>> BEGIN Page excerpt

NLP pipeline design - Githubissues

Ideally, an NLP pipeline in Rust could look something like,

preprocessor = DefaultPreprocessor::new()
tokenizer = RegexpTokenizer::new(r"\b\w\w+\b")
stemmer = SnowballStemmer::new("en")
analyzer = NgramAnalyzer(range=(1, 1))

pipe = collection
          .map(preprocessor)
          .map(tokenizer)
          .map(|tokens| tokens.map(stemmer))
          .map(analyzer)

where collection is an iterator over documents.

There are several chalenges with it though,

[ ] It is better to avoid allocating strings for tokens in each pre-processing step and instead use a slice of the original document. Performance depends very strongly on this. The current implementation e.g. of RegexpTokenizer takes a reference to the document and return an Iterable of &str with the same lifetime as the input document, but then borrow checker doesn't appear to be happy when it is used in the pipeline. This may be related to using closures (cf next point) though.
[ ] Because structs are not callable, collection.map(tokenizer) doesn't work, nor does collection.map(tokenizer.tokenize) (i.e. using a method) for some reason. We can use collection.map(|document| tokenizer.tokenize(&document)) but then lifetime is not properly handled between input and output (described in the previous point).

More investigation would be necessary, and both points are likely related.

Having a clearly defined pipeline is also useful for facilitating counting tokens in parallel (https://github.com/rth/text-vectorize/pull/20).

The current implementation e.g. of RegexpTokenizer takes a reference to the document and return an Iterable of &str with the same lifetime as the input document, but then borrow checker doesn't appear to be happy when it is used in the pipeline.

One way around it might be to return the original string, along with tokens (instead of just tokens) from tokenizers and analyzers.

Data structure

It is better to avoid allocating strings for tokens in each pre-processing step and instead use a slice of the original document. Performance depends very strongly on this.

I ran some simple benchmarks to compare the read/write performance of Vec<&str> and Vec<String>. I also compared a JaggeredArray which stores all the strings in a continuous block in memory (in contrast to Vec<String>) and therefore in theory should minimise cache misses.

I ran 3 read performance tests: summing the length of tokens, determining unique vocab and applying the stemmer to each token. Overall if you take into consideration the variance (+/-) in the results there isn't much difference - which surprised me. I assumed that Vec<String> would have a large performance costs as the strings would be scattered all over memory.

I ran 2 write performance test: 1) tokenising the text and outputting either a Vec<&str> or Vec<String> and 2) creating a vector of unique tokens (maps type T -> T). Here, as suggested by @rth, Vec<&str> hugely outperforms Vec<String>.

Vec<&str> also has the advantage of saving memory and preventing coping of the data.

Pipeline

I have been experimenting with different ways the pipeline components (tokenizer, stemmer, ngramer...) could be implemented. Here are my thoughts so far...

>> END Page excerpt
>> BEGIN Given data

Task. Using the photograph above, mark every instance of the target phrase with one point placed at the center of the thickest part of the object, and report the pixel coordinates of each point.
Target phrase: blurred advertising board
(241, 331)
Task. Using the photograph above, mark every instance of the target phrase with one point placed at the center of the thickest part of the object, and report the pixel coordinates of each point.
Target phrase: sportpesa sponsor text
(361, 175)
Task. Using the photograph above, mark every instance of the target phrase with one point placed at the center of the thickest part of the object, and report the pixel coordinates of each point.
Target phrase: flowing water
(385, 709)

>> END Given data

Written tasks ->
- 1) In the NLP pipeline design thread, which of the two vector types performed far better in the write performance tests?
- 2) Reproduce verbatim the stretch of the NLP pipeline design thread from "One way around" through "minimise cache misses.".
The records were drawn from a separate source.

Task-by-task answers ->
- 1) Vec<&str> hugely outperformed Vec<String>.

- 2)
One way around it might be to return the original string, along with tokens (instead of just tokens) from tokenizers and analyzers.

Data structure

It is better to avoid allocating strings for tokens in each pre-processing step and instead use a slice of the original document. Performance depends very strongly on this.

I ran some simple benchmarks to compare the read/write performance of Vec<&str> and Vec<String>. I also compared a JaggeredArray which stores all the strings in a continuous block in memory (in contrast to Vec<String>) and therefore in theory should minimise cache misses.